## Aim
All of the listing below must be repeated word for word. Pictures are the only thing to omit.

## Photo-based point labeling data
★ ★ ★ ★
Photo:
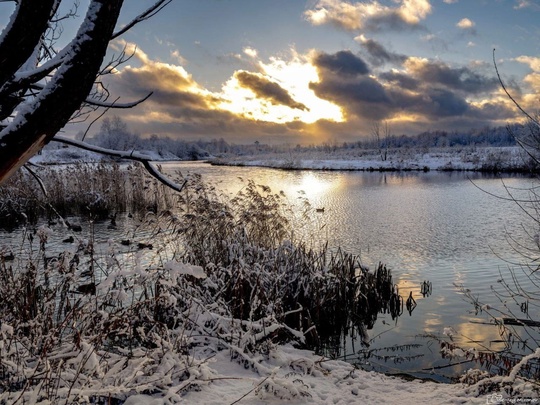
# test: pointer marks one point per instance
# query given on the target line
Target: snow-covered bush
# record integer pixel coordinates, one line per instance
(83, 327)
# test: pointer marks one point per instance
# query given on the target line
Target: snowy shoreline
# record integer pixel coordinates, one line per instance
(479, 159)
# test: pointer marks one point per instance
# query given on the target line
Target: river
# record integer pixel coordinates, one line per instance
(447, 228)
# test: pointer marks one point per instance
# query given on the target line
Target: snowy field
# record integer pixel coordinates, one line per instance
(466, 158)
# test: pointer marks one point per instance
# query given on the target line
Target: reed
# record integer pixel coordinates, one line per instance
(87, 190)
(227, 274)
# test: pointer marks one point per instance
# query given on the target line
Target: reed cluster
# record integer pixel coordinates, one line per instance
(88, 190)
(80, 326)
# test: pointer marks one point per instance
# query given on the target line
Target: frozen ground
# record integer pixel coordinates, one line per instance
(299, 377)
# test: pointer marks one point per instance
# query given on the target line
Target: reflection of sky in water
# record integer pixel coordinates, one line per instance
(424, 226)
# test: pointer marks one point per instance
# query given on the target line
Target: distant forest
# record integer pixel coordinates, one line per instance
(114, 134)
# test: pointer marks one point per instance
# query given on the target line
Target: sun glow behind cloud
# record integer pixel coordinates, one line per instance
(294, 77)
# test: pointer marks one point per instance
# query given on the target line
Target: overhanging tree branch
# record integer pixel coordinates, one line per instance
(38, 120)
(156, 8)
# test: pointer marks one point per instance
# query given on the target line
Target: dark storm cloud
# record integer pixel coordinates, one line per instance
(372, 16)
(342, 63)
(168, 86)
(379, 55)
(462, 78)
(400, 80)
(268, 90)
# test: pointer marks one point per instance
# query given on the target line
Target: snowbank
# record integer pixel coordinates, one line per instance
(473, 159)
(300, 377)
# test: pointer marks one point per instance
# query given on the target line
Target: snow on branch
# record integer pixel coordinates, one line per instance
(156, 8)
(135, 156)
(98, 103)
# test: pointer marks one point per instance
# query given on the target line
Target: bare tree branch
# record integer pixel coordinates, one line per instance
(135, 156)
(509, 95)
(40, 119)
(99, 103)
(156, 8)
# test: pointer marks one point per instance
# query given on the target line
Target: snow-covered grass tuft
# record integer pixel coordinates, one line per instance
(96, 191)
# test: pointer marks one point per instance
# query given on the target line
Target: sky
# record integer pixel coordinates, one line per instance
(297, 71)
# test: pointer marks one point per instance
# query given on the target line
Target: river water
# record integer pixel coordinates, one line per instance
(447, 228)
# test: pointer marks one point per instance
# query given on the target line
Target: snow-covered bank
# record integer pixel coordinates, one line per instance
(472, 159)
(70, 154)
(299, 377)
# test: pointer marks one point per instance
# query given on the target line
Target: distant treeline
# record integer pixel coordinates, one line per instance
(114, 134)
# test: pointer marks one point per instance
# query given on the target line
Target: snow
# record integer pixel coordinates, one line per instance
(300, 377)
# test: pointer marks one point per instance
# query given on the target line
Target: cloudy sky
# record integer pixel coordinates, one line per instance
(309, 71)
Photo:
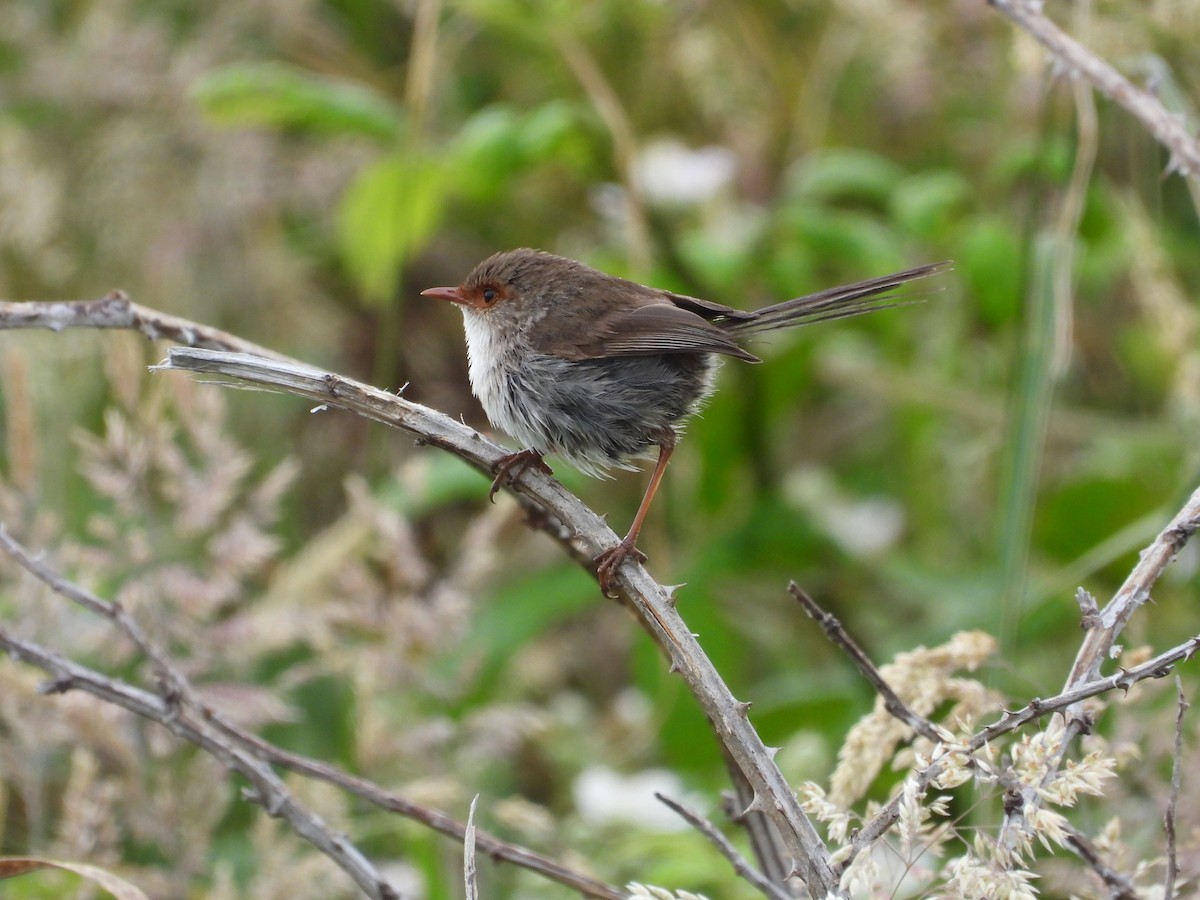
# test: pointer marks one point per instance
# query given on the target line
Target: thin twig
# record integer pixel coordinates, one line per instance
★ ★ ★ ★
## Task output
Photo:
# test: pointer marks one point per instance
# query given on the target line
Target: snow-covered bush
# record integer pixel coordinates, one line per instance
(83, 327)
# test: pointer marks one point per instance
# query given on the target line
Target: snowy shoreline
# record integer pixel coordinates, one line per instance
(479, 159)
# test: pointer marks one point per instance
# query given on the target line
Target: river
# record integer pixel coordinates, one line per instance
(447, 228)
# test: pointer marks one point per instance
# query given on the target line
Target: snowy field
# record integer pixel coordinates, one line per instance
(466, 158)
# test: pointer marks one point per instance
# query given on the target line
Target: reed
# record integer pixel coordinates, one line per instance
(87, 190)
(227, 274)
# test: pointer marks one point per instance
# query given on the target line
Target: reed cluster
# record integer pixel coordinates, one line per instance
(88, 190)
(80, 326)
# test: pointer marks one point per instance
# query given on the target line
Target: frozen ground
# record integer pixel coordinates, one line per instance
(299, 377)
# test: pointer marks one point per instance
# query given on the target line
Target: reflection of sky in water
# record integer pixel coordinates, one line per instance
(424, 226)
# test: pointer marks one point per instance
# query given on the target line
Target: distant forest
# record integer pixel coordinates, one line per instance
(114, 134)
# test: pointer marks one point per instance
# query given on the target line
Target: sun glow behind cloud
# record integer pixel coordinates, one line per instance
(294, 77)
# test: pointer marks one point per instance
# query given on the target line
Target: overhanging tree branch
# record integer pixel coordinates, one line per instance
(38, 120)
(156, 8)
# test: pointer marks one point per instance
# query given on the target line
Target: dark storm cloud
# record integer pixel coordinates, one line per instance
(372, 16)
(342, 63)
(168, 86)
(379, 55)
(462, 78)
(400, 80)
(268, 90)
# test: pointer marks one point per instance
# query given on the target line
Target: snowbank
# record integer pixel coordinates, one line per instance
(473, 159)
(300, 377)
# test: pointer marks one point per instance
# query given on the target line
Target: snow on branch
# record integer pixel coordinates, one line per instance
(156, 8)
(135, 156)
(98, 103)
# test: pointer marks one point per instance
# query given on the target line
Target: bare tree branch
# record integer pixel coordinates, one line per instance
(135, 156)
(509, 95)
(40, 119)
(99, 103)
(156, 8)
# test: pointer marks one point per instance
# query given on the target line
Target: snow-covered grass tuft
# record integer pixel coordinates, one line per instance
(96, 191)
# test: pointer marks one point per instance
# query given on the target line
Target: sky
# record integer pixel coordinates, one line per instance
(297, 71)
# test: pointer marks one point per instance
# query given on the target line
Target: river water
# record integer pixel coordinates, one line per instance
(447, 228)
# test: pointer marks one point per instance
# query given on the target line
Target: snow-covered bank
# record integer pixel coordinates, one line per instance
(472, 159)
(70, 154)
(299, 377)
# test: pointer marks one point per instance
# query given on the target line
Target: distant treeline
# record integer pixel coordinates, one line per instance
(114, 134)
# test: pointer marks one point per instance
# query given on the target line
Target: snow
# record integer pixel coordinates, one line per instance
(300, 377)
# test: pointer marks one point per instance
# query given on the target line
Target: cloudy sky
# record integer pixel coordinates, one line per instance
(309, 71)
Photo:
# test: pointer marks one point per instance
# query given on the target line
Target: thin twig
# record integer pixel coordinates, one line per instance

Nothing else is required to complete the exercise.